++++ Exercise inputs ++++
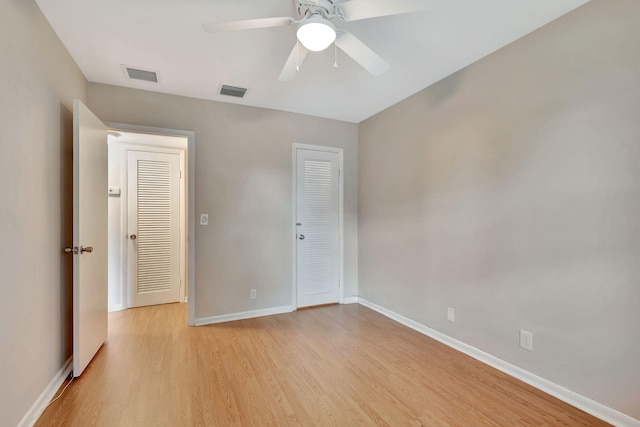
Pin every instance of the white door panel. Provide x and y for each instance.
(90, 302)
(154, 228)
(318, 227)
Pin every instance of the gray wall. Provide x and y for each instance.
(509, 191)
(38, 80)
(243, 181)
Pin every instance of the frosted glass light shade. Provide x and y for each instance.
(316, 33)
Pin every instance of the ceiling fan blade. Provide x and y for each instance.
(248, 24)
(354, 10)
(361, 53)
(296, 58)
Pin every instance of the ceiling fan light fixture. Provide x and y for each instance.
(316, 33)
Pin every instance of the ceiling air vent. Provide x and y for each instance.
(144, 75)
(238, 92)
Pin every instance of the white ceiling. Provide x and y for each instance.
(166, 36)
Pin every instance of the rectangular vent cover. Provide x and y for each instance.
(147, 76)
(238, 92)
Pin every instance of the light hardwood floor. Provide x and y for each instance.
(329, 366)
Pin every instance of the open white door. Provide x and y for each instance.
(89, 236)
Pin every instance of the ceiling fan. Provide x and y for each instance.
(316, 31)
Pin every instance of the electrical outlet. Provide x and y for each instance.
(526, 340)
(451, 315)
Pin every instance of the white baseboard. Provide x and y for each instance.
(243, 315)
(45, 397)
(589, 406)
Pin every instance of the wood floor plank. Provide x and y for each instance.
(328, 366)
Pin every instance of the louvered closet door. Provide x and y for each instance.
(318, 229)
(154, 228)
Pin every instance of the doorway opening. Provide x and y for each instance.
(150, 205)
(318, 225)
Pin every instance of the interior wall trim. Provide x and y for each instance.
(244, 315)
(45, 397)
(589, 406)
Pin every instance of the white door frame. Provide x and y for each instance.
(127, 148)
(190, 202)
(294, 244)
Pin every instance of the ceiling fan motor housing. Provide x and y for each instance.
(324, 8)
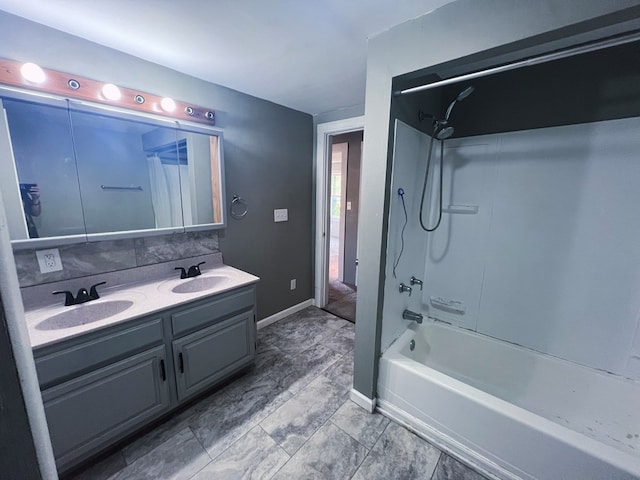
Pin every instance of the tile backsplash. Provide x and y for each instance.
(84, 259)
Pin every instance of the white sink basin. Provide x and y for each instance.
(85, 313)
(199, 284)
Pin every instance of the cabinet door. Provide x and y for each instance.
(208, 355)
(85, 413)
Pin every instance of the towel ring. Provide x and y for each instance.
(238, 207)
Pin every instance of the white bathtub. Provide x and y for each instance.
(510, 411)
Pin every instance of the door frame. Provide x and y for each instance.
(323, 164)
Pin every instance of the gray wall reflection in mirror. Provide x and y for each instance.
(98, 174)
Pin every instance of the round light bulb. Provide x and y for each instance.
(111, 92)
(167, 104)
(33, 73)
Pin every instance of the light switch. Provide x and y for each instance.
(280, 215)
(49, 260)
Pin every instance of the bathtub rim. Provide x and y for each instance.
(582, 443)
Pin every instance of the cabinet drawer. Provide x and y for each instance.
(86, 413)
(90, 354)
(205, 313)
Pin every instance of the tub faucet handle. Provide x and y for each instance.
(413, 316)
(416, 281)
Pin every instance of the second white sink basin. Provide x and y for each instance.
(85, 313)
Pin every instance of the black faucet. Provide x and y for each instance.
(82, 297)
(194, 271)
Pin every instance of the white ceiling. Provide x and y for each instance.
(309, 55)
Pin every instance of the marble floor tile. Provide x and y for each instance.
(450, 469)
(304, 367)
(361, 425)
(329, 454)
(340, 373)
(177, 422)
(341, 341)
(298, 419)
(272, 360)
(219, 427)
(399, 453)
(178, 458)
(254, 456)
(102, 469)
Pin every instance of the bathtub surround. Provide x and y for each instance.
(268, 154)
(455, 383)
(486, 35)
(555, 224)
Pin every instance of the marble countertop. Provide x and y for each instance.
(124, 302)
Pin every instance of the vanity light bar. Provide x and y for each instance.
(32, 77)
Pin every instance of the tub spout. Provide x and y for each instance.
(413, 316)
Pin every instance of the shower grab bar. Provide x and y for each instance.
(464, 209)
(453, 306)
(132, 187)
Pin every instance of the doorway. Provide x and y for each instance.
(342, 155)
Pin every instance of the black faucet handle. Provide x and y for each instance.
(68, 298)
(194, 270)
(93, 293)
(82, 296)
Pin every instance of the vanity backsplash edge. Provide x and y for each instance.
(115, 261)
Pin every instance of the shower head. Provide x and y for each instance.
(461, 96)
(465, 93)
(444, 132)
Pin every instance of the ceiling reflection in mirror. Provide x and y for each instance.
(78, 172)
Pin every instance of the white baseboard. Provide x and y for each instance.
(369, 404)
(442, 441)
(284, 313)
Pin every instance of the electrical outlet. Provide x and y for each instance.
(49, 260)
(280, 215)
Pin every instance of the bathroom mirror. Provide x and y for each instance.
(81, 172)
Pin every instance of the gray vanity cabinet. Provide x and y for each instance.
(222, 340)
(101, 386)
(207, 356)
(88, 412)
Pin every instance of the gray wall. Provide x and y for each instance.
(491, 30)
(268, 154)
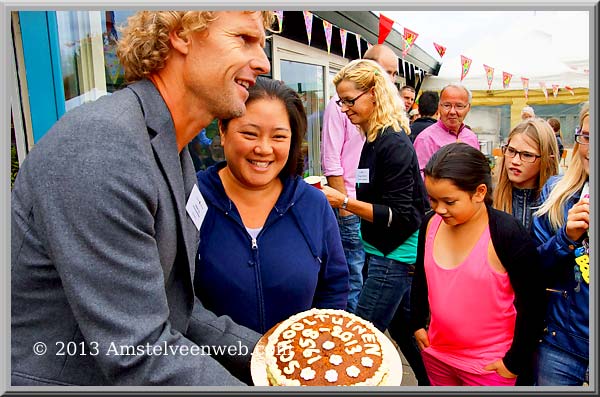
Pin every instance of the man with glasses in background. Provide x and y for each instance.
(454, 105)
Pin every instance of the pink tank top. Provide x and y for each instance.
(472, 308)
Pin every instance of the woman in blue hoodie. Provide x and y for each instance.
(269, 245)
(560, 228)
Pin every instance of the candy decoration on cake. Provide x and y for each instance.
(325, 347)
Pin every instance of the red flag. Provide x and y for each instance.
(466, 64)
(544, 90)
(525, 81)
(570, 89)
(385, 27)
(328, 31)
(308, 24)
(409, 38)
(279, 15)
(506, 79)
(440, 49)
(489, 73)
(343, 38)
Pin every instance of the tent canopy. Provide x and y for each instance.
(523, 51)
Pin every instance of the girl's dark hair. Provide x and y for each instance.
(266, 88)
(462, 164)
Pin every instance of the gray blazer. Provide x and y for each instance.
(102, 253)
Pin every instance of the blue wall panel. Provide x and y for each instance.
(42, 64)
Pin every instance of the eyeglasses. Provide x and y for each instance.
(349, 102)
(581, 138)
(457, 106)
(527, 157)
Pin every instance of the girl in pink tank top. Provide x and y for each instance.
(471, 299)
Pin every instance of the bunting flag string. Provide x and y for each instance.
(440, 49)
(489, 73)
(525, 86)
(544, 90)
(343, 37)
(570, 89)
(279, 15)
(328, 31)
(409, 38)
(466, 65)
(308, 24)
(358, 45)
(506, 79)
(385, 27)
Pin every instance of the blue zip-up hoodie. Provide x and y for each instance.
(524, 201)
(567, 317)
(295, 263)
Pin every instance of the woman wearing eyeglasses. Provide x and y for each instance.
(390, 196)
(560, 229)
(530, 158)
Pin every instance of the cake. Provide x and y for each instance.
(325, 347)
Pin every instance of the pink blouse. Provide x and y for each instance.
(472, 308)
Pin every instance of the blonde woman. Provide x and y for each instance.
(390, 196)
(560, 229)
(530, 158)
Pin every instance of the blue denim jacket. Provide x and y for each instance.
(523, 202)
(567, 317)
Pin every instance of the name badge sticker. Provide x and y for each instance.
(362, 175)
(196, 207)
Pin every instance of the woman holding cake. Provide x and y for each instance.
(269, 245)
(478, 277)
(390, 196)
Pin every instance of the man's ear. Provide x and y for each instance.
(480, 193)
(179, 43)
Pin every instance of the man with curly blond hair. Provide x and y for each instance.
(106, 214)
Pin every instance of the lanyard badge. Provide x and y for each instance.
(582, 260)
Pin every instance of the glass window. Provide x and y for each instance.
(309, 81)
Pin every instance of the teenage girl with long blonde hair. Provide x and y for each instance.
(560, 228)
(530, 158)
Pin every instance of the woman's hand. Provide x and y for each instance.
(500, 369)
(578, 219)
(335, 197)
(422, 338)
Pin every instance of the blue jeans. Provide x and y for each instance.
(387, 286)
(556, 367)
(355, 255)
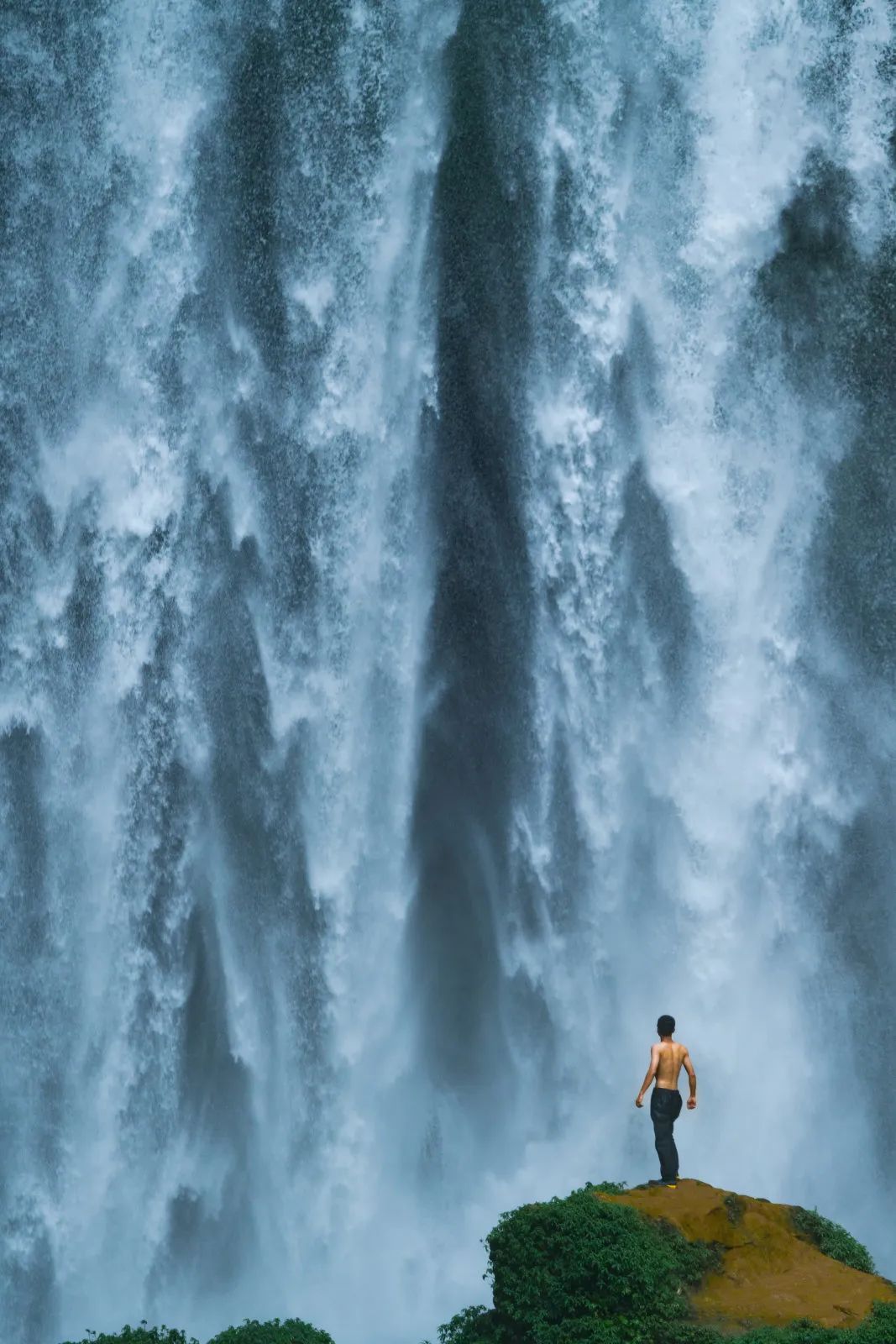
++++
### To do
Return every line of the listing above that contains the word "reflection", treating uppercase and lowercase letters as different.

### Solution to this exercise
Pin every instance of the gray wall reflection in mirror. Provide x and y for each instance.
Pin every instance of the ceiling reflection in mirror. Provide x and y for each instance.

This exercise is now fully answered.